▽
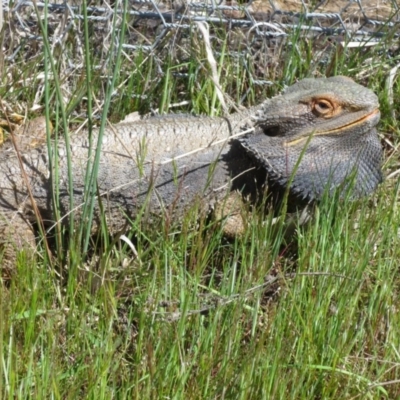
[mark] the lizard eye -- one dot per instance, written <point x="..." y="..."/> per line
<point x="322" y="107"/>
<point x="270" y="131"/>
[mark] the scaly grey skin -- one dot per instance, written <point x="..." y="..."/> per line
<point x="142" y="163"/>
<point x="331" y="130"/>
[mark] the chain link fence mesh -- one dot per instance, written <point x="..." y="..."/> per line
<point x="252" y="32"/>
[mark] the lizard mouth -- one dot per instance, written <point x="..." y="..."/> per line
<point x="337" y="131"/>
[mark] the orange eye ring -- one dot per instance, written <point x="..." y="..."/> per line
<point x="323" y="107"/>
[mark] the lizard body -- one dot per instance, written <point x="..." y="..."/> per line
<point x="321" y="130"/>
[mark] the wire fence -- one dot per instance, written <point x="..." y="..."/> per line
<point x="162" y="28"/>
<point x="356" y="20"/>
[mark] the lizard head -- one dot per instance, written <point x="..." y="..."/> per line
<point x="318" y="136"/>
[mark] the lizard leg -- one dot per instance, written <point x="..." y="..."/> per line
<point x="232" y="209"/>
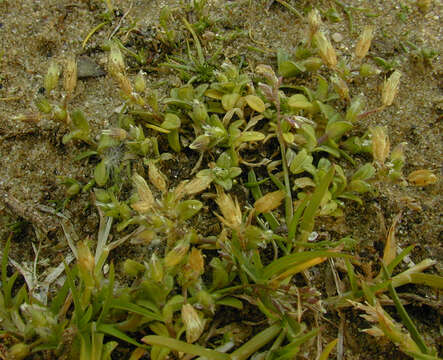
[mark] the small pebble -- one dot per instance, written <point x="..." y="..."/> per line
<point x="337" y="37"/>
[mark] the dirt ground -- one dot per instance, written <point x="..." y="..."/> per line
<point x="32" y="156"/>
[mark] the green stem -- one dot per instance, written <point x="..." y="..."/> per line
<point x="181" y="346"/>
<point x="404" y="316"/>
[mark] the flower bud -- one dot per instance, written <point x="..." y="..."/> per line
<point x="140" y="82"/>
<point x="314" y="20"/>
<point x="367" y="70"/>
<point x="422" y="177"/>
<point x="199" y="113"/>
<point x="340" y="87"/>
<point x="70" y="76"/>
<point x="177" y="254"/>
<point x="132" y="268"/>
<point x="85" y="259"/>
<point x="364" y="42"/>
<point x="326" y="50"/>
<point x="390" y="88"/>
<point x="194" y="266"/>
<point x="116" y="62"/>
<point x="194" y="325"/>
<point x="230" y="209"/>
<point x="19" y="351"/>
<point x="267" y="72"/>
<point x="269" y="202"/>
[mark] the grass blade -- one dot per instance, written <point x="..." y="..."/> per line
<point x="405" y="317"/>
<point x="257" y="342"/>
<point x="108" y="329"/>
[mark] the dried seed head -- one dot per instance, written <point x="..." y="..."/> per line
<point x="52" y="76"/>
<point x="85" y="258"/>
<point x="230" y="209"/>
<point x="269" y="202"/>
<point x="390" y="88"/>
<point x="326" y="50"/>
<point x="422" y="177"/>
<point x="380" y="144"/>
<point x="194" y="325"/>
<point x="364" y="42"/>
<point x="157" y="178"/>
<point x="70" y="76"/>
<point x="314" y="20"/>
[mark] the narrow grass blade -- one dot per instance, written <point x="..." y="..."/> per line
<point x="285" y="262"/>
<point x="109" y="329"/>
<point x="124" y="305"/>
<point x="406" y="320"/>
<point x="257" y="342"/>
<point x="431" y="280"/>
<point x="108" y="297"/>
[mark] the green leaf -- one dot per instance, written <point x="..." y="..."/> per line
<point x="230" y="301"/>
<point x="229" y="101"/>
<point x="247" y="136"/>
<point x="181" y="346"/>
<point x="109" y="329"/>
<point x="337" y="129"/>
<point x="255" y="103"/>
<point x="171" y="122"/>
<point x="101" y="174"/>
<point x="256" y="343"/>
<point x="188" y="208"/>
<point x="285" y="262"/>
<point x="299" y="101"/>
<point x="307" y="223"/>
<point x="136" y="309"/>
<point x="365" y="172"/>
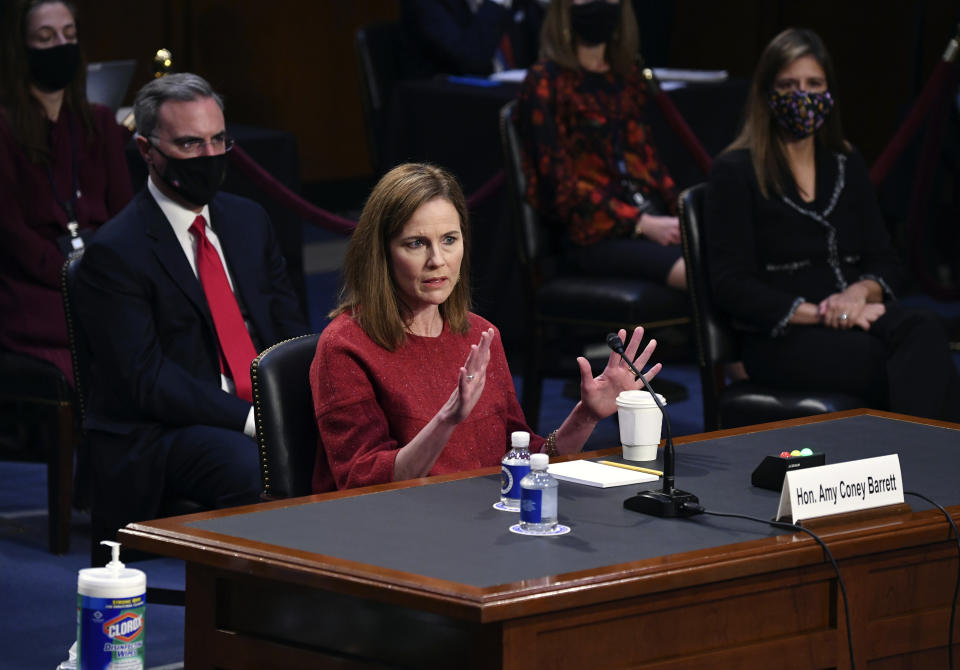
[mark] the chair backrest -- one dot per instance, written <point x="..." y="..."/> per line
<point x="534" y="241"/>
<point x="283" y="410"/>
<point x="380" y="56"/>
<point x="79" y="349"/>
<point x="716" y="341"/>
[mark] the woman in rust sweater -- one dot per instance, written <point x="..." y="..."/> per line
<point x="407" y="382"/>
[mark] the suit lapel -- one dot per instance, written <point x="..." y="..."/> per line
<point x="168" y="251"/>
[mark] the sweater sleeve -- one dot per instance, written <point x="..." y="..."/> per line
<point x="21" y="243"/>
<point x="591" y="206"/>
<point x="731" y="220"/>
<point x="354" y="429"/>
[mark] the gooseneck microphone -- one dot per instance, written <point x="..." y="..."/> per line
<point x="668" y="501"/>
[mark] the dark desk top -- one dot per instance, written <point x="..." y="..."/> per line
<point x="449" y="531"/>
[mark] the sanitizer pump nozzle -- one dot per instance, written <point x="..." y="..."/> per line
<point x="114" y="563"/>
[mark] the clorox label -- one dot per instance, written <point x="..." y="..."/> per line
<point x="111" y="633"/>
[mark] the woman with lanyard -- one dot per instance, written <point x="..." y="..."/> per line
<point x="588" y="156"/>
<point x="62" y="174"/>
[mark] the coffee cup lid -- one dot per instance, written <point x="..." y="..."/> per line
<point x="638" y="398"/>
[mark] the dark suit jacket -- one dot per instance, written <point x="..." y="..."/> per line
<point x="448" y="38"/>
<point x="145" y="317"/>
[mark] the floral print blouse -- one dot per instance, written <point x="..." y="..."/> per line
<point x="587" y="150"/>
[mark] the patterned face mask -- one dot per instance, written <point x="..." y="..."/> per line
<point x="799" y="112"/>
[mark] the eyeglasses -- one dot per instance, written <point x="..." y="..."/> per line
<point x="194" y="145"/>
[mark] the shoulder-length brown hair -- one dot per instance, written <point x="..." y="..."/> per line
<point x="370" y="293"/>
<point x="761" y="134"/>
<point x="25" y="113"/>
<point x="558" y="43"/>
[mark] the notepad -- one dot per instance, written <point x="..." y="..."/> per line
<point x="596" y="474"/>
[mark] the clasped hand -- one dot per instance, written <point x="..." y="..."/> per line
<point x="850" y="308"/>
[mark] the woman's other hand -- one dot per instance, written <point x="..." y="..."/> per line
<point x="842" y="310"/>
<point x="599" y="394"/>
<point x="664" y="230"/>
<point x="870" y="313"/>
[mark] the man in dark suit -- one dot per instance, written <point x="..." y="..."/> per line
<point x="175" y="296"/>
<point x="471" y="37"/>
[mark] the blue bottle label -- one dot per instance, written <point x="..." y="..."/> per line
<point x="531" y="506"/>
<point x="510" y="476"/>
<point x="110" y="633"/>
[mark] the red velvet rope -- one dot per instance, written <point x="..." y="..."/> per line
<point x="920" y="197"/>
<point x="288" y="198"/>
<point x="932" y="92"/>
<point x="322" y="217"/>
<point x="680" y="127"/>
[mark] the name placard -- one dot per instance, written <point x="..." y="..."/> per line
<point x="841" y="487"/>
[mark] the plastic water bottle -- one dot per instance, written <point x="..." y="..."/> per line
<point x="514" y="467"/>
<point x="538" y="497"/>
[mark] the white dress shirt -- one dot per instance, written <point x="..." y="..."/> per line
<point x="181" y="219"/>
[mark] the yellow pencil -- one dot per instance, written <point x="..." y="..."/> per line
<point x="632" y="467"/>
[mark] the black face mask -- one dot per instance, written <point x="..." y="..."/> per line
<point x="196" y="179"/>
<point x="54" y="68"/>
<point x="595" y="21"/>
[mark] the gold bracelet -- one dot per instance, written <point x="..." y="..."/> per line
<point x="551" y="444"/>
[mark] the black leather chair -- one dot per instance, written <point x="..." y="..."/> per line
<point x="286" y="428"/>
<point x="564" y="308"/>
<point x="381" y="53"/>
<point x="741" y="403"/>
<point x="44" y="407"/>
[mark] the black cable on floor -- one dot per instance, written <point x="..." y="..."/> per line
<point x="826" y="550"/>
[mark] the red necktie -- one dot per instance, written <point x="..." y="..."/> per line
<point x="506" y="52"/>
<point x="236" y="347"/>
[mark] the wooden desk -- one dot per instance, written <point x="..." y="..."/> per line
<point x="766" y="602"/>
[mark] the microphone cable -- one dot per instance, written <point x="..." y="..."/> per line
<point x="956" y="588"/>
<point x="826" y="550"/>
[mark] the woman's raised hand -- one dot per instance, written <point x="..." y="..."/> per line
<point x="599" y="394"/>
<point x="470" y="383"/>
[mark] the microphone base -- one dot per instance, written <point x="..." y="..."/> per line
<point x="673" y="503"/>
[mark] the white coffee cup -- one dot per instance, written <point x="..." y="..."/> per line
<point x="640" y="422"/>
△
Problem statement: Only the lines from the one holding "[mark] the microphone cable" to the end of the entries above belong in the answer, each copied exactly.

Answer to this task:
[mark] the microphone cable -- one dot per instance, written <point x="..." y="..."/> per line
<point x="956" y="588"/>
<point x="826" y="550"/>
[mark] the woman's raised hand -- one dot per instance, written <point x="..." y="..."/> per line
<point x="599" y="394"/>
<point x="470" y="383"/>
[mark] the microphone base -- one dot per instance, written <point x="..." y="..."/> per line
<point x="673" y="503"/>
[mark] the white coffee cup -- one dot per instance, written <point x="..." y="..."/> per line
<point x="640" y="422"/>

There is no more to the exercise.